begin Passage

- Directed by: Udayakantha Warnasuriya
- Written by: Udayakantha Warnasuriya
- Produced by: Udayakantha Warnasuriya
- Starring: Paboda Sandeepani Mahendra Perera Rodney Warnakula Sriyantha Mendis
- Cinematography: K.D Dayananda
- Edited by: Pravin Jayaratne
- Music by: Ananda Perera
- Production company: EAP Theatres
- Release date: 24 April 2015;
- Language: Sinhala
- Box office: 45 LKR Million (in 35 days)

= Gindari =

Gindari: Bahubuthayo 2 (ගින්දරී - බහුබූතයෝ 2) is a 2015 Sinhalese comedy mystery film. The film served as a sequel to the 2001 film Bahubuthayo, which was written and directed and produced by Udayakantha Warnasuriya. It stars Rodney Warnakula, Mahendra Perera and Paboda Sandeepani in lead roles along with Richerd Manamudali and Sriyantha Mendis. Music composed by Ananda Perera. It is the 1225th Sri Lankan film in the Sinhala cinema.

Scenes in the film were shot in and around the towns of Anuradhapura and Colombo, Sri Lanka.

==Plot==
Following up to events from the earlier film, Bahubuthayo, Lanti and Bunty are working as journalists. Tikiri, an evil spirit, comes looking for Lanti and Bunty. The three end up living together while Tikiri does their work.

end Passage

Challenges:
• A. Please copy word for word the part of the Gindari article starting at "Scenes in the" and ending at "does their work.".
• B. List every character named in the Plot section of the Gindari article.
• C. Extend the Gindari article, picking up right after its final sentence.

begin Dataset extract

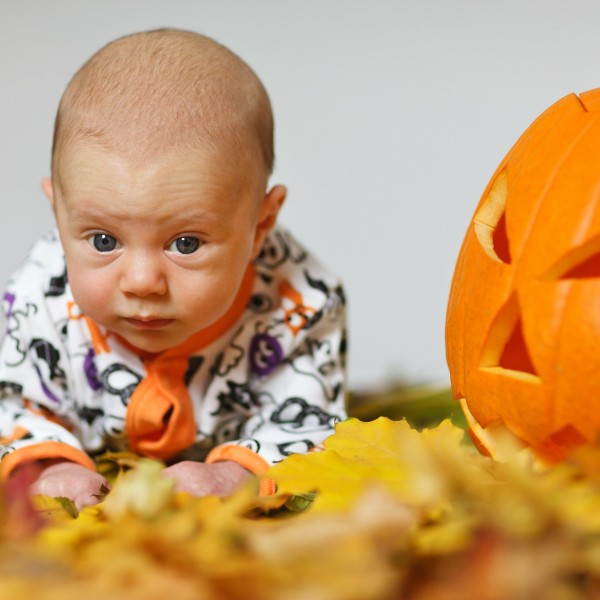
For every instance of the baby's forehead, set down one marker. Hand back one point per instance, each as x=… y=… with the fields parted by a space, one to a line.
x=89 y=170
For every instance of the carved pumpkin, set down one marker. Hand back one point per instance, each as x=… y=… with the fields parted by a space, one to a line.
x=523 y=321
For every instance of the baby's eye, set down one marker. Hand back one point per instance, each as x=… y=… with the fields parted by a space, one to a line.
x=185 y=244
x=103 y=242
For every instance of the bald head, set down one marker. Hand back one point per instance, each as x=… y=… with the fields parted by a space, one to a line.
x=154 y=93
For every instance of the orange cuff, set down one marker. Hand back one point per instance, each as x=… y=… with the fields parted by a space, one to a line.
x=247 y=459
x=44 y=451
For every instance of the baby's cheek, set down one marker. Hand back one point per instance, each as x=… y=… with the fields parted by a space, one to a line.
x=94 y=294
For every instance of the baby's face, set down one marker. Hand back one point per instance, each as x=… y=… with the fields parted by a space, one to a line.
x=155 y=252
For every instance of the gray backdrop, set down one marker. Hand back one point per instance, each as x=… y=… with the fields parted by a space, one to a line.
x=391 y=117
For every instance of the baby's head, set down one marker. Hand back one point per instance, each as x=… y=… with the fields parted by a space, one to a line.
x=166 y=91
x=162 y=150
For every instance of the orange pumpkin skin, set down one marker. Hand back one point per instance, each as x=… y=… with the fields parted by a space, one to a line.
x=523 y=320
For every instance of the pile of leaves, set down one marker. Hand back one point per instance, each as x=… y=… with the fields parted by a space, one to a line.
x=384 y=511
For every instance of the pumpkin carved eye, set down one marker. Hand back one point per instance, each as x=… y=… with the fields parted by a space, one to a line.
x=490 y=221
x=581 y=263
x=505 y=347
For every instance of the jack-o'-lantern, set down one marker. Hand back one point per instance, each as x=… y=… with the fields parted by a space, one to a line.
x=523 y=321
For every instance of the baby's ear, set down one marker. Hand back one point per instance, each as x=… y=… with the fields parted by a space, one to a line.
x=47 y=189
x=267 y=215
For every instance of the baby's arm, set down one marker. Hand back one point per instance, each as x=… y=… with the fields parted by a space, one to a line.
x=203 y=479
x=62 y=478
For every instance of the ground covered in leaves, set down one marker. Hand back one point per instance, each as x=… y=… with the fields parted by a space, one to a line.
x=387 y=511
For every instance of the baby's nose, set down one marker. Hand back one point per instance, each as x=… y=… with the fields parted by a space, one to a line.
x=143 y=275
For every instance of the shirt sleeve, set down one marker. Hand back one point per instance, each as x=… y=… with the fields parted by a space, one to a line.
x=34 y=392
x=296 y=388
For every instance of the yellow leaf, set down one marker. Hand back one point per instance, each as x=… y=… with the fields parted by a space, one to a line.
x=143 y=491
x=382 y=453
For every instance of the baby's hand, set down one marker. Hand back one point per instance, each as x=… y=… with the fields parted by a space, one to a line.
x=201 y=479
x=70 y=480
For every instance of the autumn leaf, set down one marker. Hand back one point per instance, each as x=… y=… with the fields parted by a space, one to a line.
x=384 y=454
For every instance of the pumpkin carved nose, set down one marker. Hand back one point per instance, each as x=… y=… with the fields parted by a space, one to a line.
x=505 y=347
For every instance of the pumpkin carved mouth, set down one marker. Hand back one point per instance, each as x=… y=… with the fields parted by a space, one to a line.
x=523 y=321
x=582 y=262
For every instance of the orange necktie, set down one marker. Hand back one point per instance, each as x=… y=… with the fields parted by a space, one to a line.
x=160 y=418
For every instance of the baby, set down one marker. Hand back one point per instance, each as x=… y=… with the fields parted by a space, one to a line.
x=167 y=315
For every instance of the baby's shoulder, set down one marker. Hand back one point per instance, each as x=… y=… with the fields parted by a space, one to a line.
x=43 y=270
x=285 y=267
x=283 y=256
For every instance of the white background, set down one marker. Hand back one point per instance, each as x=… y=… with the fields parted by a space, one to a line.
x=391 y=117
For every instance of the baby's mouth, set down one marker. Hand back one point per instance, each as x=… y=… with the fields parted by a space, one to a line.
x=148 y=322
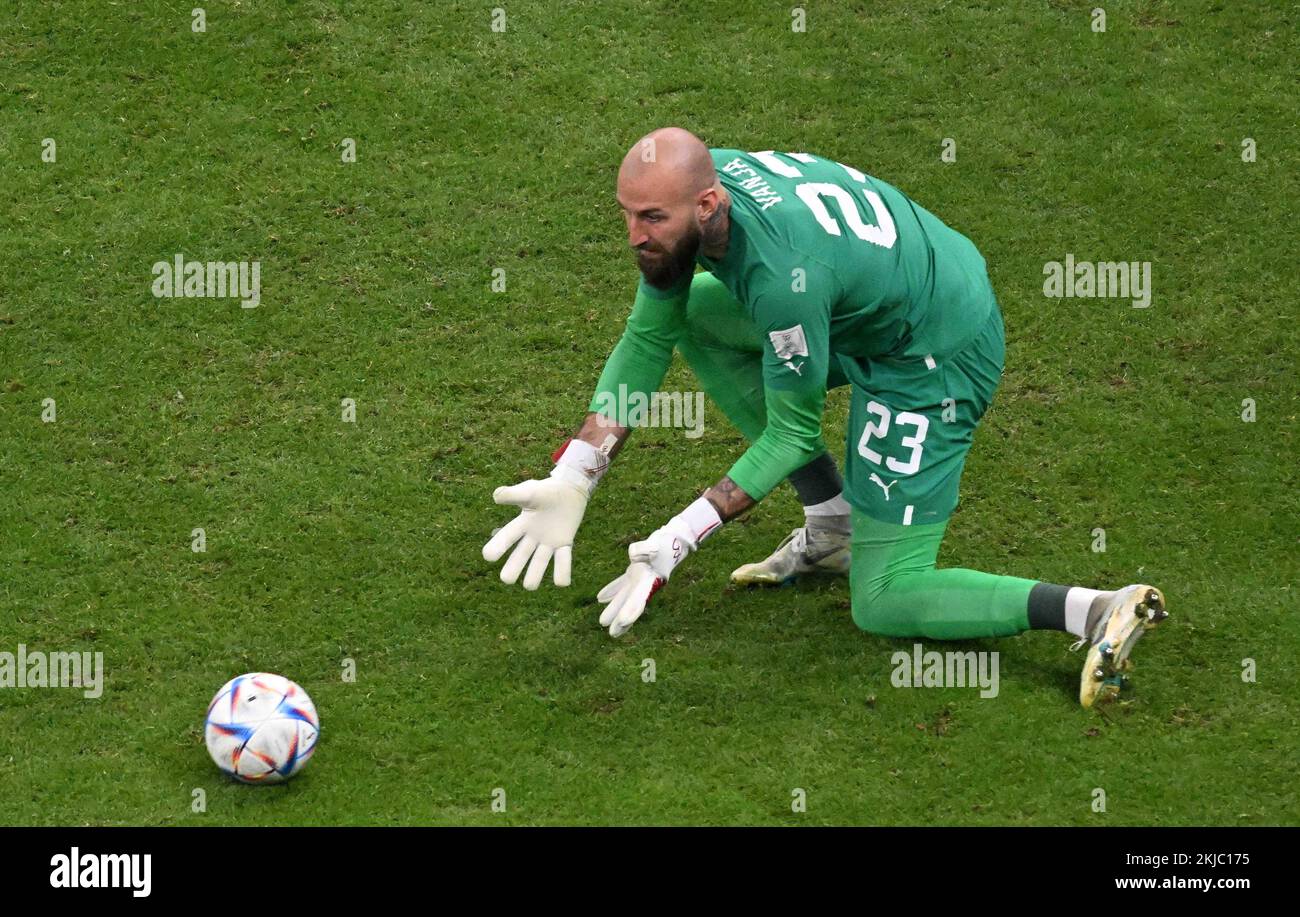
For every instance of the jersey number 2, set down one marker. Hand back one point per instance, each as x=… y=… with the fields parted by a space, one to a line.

end Dataset extract

Answers to the problems:
• A.
Scenes in the film were shot in and around the towns of Anuradhapura and Colombo, Sri Lanka.

==Plot==
Following up to events from the earlier film, Bahubuthayo, Lanti and Bunty are working as journalists. Tikiri, an evil spirit, comes looking for Lanti and Bunty. The three end up living together while Tikiri does their work.

• B.
Lanti
Bunty
Tikiri

• C.
After the publication of a misleading news item relating to a minister, the minister comes to the house where Bunty and Lanti live and beats them. The minister thinks Tikiri is beautiful, and takes her by force to work in his ministry office. He changes Tikiri's name as Tikri and falls with her. Due to parental pressure, Bunty soon marries a girl named Malkanthi. He discovers he is not well matched with his wife and they frequently quarrel until Malkanthi leaves him.

Meanwhile, Tikiri rejects advances from the minister and returns to the house where Bunty and Lanty live. From there, further problems develop as the journalists must discover what it will take to get rid of the she-devil in their home.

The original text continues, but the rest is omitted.